Return every line from the one with "205 475 L 339" through the one with "Outline every instance of the row", inclusive, exactly as it appears below.

[Saved data entries]
-=-=-
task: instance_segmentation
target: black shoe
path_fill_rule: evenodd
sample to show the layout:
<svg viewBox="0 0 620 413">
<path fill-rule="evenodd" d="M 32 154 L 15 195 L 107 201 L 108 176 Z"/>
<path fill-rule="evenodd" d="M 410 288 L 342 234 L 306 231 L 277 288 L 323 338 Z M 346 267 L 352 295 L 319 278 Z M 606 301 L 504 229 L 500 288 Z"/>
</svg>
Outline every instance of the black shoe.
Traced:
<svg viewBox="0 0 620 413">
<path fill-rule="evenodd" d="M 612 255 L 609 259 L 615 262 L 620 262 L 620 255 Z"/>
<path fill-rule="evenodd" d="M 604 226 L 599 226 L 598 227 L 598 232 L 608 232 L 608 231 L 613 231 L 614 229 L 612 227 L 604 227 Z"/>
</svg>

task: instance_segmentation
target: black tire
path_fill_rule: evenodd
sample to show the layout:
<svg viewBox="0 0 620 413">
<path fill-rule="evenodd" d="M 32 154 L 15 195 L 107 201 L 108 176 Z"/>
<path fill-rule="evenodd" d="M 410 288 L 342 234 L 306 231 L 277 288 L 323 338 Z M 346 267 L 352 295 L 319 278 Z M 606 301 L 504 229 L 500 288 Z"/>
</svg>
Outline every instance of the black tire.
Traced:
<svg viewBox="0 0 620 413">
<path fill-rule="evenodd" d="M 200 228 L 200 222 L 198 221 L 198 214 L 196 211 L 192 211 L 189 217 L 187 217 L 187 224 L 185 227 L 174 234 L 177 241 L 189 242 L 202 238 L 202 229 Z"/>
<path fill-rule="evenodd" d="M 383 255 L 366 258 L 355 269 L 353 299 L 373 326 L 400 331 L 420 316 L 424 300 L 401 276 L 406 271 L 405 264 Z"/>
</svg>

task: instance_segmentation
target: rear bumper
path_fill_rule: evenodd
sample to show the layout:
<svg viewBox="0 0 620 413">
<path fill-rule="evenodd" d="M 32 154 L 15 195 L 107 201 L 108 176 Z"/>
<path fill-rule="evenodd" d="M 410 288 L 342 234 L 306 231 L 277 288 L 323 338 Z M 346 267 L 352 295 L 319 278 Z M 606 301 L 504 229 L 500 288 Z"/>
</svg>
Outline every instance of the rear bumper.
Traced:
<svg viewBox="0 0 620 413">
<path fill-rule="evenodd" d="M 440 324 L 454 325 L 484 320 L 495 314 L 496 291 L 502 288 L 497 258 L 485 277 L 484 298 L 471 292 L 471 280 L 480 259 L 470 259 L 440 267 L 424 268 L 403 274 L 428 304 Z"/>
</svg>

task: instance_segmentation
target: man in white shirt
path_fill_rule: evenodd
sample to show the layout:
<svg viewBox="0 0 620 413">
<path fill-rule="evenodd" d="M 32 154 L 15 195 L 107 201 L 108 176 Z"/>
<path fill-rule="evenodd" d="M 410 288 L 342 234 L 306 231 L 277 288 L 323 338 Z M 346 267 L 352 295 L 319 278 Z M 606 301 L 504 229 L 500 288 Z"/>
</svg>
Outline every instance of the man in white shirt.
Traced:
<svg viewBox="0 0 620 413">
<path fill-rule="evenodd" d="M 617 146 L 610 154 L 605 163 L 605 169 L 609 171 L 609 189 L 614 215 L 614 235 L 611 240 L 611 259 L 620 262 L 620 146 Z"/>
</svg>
-=-=-
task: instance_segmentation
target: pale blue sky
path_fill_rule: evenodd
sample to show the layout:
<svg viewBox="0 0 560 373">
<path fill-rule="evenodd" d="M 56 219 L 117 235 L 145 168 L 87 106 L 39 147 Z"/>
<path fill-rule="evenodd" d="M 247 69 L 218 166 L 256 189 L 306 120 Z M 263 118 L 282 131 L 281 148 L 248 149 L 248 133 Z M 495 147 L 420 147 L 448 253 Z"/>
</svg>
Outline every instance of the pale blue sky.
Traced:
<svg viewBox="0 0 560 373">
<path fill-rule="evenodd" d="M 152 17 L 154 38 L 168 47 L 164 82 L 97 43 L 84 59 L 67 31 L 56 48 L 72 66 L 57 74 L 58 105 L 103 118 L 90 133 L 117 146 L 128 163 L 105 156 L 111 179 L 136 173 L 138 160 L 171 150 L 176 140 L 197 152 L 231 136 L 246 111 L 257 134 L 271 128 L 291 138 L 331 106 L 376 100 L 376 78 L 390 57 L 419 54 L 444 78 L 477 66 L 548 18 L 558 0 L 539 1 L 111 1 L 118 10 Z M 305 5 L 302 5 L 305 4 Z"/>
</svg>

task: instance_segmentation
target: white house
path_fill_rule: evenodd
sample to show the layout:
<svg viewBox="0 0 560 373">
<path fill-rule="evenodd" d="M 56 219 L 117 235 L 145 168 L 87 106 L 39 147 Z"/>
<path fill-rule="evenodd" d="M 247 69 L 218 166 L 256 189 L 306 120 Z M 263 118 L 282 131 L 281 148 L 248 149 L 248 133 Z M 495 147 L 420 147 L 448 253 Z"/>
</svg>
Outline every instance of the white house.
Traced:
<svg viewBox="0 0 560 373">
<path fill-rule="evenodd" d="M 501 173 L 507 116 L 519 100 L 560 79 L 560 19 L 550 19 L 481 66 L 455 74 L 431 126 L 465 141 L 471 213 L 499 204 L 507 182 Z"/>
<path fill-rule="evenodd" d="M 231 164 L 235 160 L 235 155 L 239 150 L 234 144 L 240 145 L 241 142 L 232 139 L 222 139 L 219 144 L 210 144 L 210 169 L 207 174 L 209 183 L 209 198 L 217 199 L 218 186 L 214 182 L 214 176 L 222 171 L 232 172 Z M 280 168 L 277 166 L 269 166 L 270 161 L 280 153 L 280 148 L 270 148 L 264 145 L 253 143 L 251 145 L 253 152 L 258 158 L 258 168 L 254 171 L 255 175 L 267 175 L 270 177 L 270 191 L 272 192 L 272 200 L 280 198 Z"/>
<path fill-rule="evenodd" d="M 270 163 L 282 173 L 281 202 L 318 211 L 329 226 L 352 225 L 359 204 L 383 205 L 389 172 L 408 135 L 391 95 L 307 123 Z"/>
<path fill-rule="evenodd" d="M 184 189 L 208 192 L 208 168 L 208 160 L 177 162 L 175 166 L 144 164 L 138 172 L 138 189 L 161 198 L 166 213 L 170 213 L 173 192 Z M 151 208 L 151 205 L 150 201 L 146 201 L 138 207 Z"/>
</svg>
-=-=-
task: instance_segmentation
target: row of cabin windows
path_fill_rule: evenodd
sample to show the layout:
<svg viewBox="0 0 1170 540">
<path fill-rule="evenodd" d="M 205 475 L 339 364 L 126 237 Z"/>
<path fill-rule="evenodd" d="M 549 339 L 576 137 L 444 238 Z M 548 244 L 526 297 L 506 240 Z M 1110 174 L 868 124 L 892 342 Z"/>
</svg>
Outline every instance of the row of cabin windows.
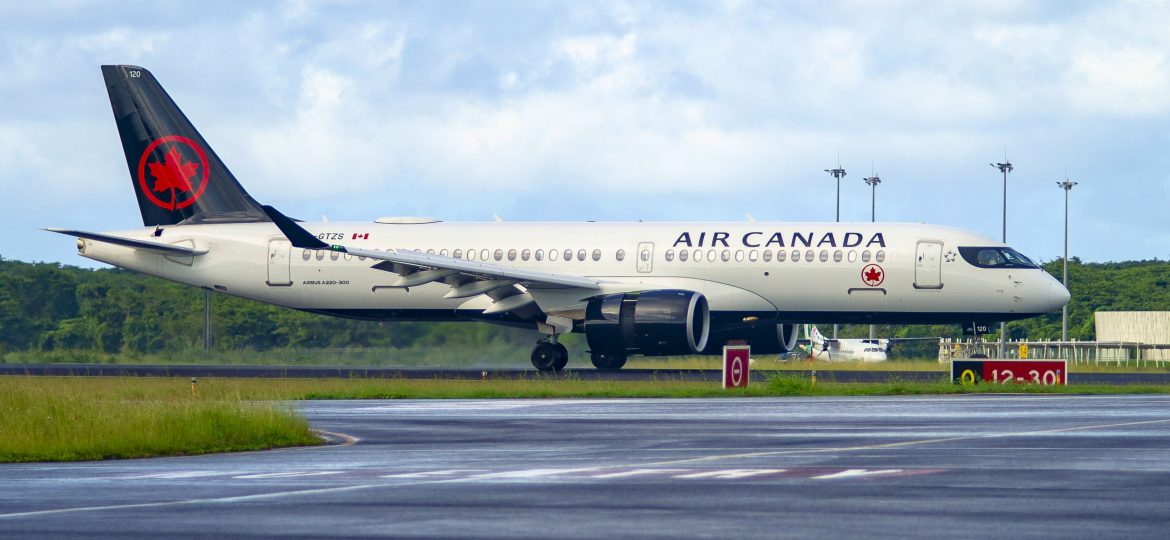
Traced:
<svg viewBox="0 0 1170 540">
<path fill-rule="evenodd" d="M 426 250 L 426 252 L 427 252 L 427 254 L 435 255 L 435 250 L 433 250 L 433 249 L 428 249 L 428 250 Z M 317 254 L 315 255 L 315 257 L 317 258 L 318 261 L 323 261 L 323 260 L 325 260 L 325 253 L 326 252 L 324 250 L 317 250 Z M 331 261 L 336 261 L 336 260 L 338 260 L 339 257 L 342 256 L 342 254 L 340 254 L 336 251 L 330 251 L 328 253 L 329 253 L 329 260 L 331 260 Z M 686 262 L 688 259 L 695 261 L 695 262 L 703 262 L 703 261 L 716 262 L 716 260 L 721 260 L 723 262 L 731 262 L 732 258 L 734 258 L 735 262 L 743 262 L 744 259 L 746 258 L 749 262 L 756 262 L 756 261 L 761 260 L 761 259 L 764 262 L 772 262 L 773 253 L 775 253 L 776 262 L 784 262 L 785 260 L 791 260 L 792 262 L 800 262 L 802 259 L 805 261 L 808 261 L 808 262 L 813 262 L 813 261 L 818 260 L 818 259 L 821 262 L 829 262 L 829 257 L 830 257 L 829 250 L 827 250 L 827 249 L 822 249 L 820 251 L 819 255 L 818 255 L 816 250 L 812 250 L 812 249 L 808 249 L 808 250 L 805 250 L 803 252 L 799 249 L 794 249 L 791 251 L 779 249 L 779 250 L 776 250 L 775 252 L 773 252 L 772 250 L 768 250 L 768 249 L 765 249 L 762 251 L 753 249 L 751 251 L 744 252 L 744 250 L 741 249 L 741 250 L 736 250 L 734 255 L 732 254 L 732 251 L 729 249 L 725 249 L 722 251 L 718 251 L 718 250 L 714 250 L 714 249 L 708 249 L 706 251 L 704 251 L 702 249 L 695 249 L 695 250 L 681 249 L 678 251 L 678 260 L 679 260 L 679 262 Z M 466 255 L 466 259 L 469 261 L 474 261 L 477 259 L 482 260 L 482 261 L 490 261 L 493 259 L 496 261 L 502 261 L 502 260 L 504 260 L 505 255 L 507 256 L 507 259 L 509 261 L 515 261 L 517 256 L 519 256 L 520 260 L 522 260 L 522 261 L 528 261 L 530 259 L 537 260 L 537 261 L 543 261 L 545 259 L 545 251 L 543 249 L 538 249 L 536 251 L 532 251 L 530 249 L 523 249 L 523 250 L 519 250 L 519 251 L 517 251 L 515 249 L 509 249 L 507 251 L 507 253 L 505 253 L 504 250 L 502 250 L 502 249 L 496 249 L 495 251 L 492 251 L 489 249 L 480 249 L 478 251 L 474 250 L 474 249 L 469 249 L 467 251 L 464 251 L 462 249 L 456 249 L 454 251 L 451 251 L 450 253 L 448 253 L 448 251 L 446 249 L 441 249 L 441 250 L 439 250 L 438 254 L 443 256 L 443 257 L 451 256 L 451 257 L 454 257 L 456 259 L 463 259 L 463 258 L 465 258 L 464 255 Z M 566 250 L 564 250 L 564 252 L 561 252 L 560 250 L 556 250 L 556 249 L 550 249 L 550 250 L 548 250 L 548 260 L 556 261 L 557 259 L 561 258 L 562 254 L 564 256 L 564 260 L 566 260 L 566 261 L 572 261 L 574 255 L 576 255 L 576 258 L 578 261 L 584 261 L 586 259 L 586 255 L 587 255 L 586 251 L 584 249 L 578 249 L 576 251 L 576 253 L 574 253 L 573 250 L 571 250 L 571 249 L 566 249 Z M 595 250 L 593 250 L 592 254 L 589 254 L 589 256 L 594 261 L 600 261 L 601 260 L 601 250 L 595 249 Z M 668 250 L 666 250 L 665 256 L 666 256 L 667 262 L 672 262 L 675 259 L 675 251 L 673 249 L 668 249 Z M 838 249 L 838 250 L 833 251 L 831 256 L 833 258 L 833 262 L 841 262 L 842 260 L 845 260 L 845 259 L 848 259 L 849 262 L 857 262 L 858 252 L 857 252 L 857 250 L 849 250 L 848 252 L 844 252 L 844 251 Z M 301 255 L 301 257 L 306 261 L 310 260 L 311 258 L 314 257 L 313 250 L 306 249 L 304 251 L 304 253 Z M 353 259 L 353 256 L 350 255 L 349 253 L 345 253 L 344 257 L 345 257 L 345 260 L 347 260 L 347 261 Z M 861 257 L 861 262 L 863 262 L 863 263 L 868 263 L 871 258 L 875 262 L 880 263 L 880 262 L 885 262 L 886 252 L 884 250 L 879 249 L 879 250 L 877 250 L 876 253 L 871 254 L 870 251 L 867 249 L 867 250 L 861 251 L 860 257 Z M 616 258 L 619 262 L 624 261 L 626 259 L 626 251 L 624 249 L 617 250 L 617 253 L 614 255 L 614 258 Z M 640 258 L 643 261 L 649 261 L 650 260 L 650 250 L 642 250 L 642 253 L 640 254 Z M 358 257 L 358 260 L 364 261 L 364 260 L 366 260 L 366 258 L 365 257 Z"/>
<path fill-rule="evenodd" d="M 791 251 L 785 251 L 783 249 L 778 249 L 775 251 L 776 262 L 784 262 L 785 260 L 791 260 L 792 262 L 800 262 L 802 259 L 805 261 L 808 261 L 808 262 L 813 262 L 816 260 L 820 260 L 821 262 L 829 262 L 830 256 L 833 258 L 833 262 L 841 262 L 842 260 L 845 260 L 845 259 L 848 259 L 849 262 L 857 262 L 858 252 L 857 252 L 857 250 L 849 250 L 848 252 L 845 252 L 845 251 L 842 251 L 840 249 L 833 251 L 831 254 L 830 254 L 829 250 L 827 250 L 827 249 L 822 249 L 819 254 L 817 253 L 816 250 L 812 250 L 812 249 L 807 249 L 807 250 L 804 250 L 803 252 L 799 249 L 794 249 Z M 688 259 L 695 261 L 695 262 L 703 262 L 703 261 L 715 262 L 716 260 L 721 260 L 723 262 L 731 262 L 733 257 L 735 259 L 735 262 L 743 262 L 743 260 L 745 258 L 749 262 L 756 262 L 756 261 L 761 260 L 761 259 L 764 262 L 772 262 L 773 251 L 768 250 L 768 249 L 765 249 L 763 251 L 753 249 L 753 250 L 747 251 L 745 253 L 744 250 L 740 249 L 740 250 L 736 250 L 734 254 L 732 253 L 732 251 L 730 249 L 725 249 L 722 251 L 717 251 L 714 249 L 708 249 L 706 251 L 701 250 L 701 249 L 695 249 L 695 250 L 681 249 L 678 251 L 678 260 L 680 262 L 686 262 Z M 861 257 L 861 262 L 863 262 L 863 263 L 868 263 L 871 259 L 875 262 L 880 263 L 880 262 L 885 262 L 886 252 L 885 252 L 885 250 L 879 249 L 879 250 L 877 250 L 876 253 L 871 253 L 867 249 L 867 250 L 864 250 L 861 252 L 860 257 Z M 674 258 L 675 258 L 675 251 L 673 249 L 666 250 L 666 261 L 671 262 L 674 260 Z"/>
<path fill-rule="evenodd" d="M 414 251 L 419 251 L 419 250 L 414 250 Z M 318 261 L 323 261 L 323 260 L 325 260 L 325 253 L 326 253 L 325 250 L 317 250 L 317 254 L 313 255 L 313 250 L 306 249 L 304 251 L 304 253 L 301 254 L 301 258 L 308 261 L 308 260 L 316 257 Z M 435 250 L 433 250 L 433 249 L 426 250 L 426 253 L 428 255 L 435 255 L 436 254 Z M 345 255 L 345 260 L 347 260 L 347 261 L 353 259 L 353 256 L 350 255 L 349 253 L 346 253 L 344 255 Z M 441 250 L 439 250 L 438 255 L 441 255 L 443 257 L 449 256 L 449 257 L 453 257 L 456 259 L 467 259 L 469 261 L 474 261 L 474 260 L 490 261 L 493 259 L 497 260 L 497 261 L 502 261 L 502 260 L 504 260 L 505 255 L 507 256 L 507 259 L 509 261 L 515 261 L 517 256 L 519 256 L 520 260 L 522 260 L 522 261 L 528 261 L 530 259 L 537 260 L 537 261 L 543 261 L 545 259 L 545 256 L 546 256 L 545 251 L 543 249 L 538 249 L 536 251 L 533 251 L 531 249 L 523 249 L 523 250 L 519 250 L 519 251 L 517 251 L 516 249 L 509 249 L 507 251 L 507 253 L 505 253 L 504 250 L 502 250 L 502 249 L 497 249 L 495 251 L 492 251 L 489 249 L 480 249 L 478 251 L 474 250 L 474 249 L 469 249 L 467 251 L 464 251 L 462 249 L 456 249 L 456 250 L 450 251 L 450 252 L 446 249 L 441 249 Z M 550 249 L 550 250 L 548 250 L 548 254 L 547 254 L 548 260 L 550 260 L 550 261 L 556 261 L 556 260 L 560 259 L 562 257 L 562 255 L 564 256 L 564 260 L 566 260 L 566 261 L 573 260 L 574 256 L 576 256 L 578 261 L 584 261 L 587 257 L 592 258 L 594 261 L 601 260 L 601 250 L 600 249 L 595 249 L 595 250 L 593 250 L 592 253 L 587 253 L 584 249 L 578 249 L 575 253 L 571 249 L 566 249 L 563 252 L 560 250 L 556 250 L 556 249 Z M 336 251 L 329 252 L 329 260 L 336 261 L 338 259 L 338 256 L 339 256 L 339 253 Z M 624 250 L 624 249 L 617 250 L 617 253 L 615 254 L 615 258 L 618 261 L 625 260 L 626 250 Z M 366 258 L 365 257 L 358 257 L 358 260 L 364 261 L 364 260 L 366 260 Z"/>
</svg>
-=-=-
- TASK RESPONSE -
<path fill-rule="evenodd" d="M 205 475 L 339 364 L 126 237 Z"/>
<path fill-rule="evenodd" d="M 549 339 L 576 137 L 444 238 Z M 548 244 L 526 297 L 506 240 Z M 1110 174 L 868 124 L 892 342 Z"/>
</svg>
Outline every instance of the row of cabin windows.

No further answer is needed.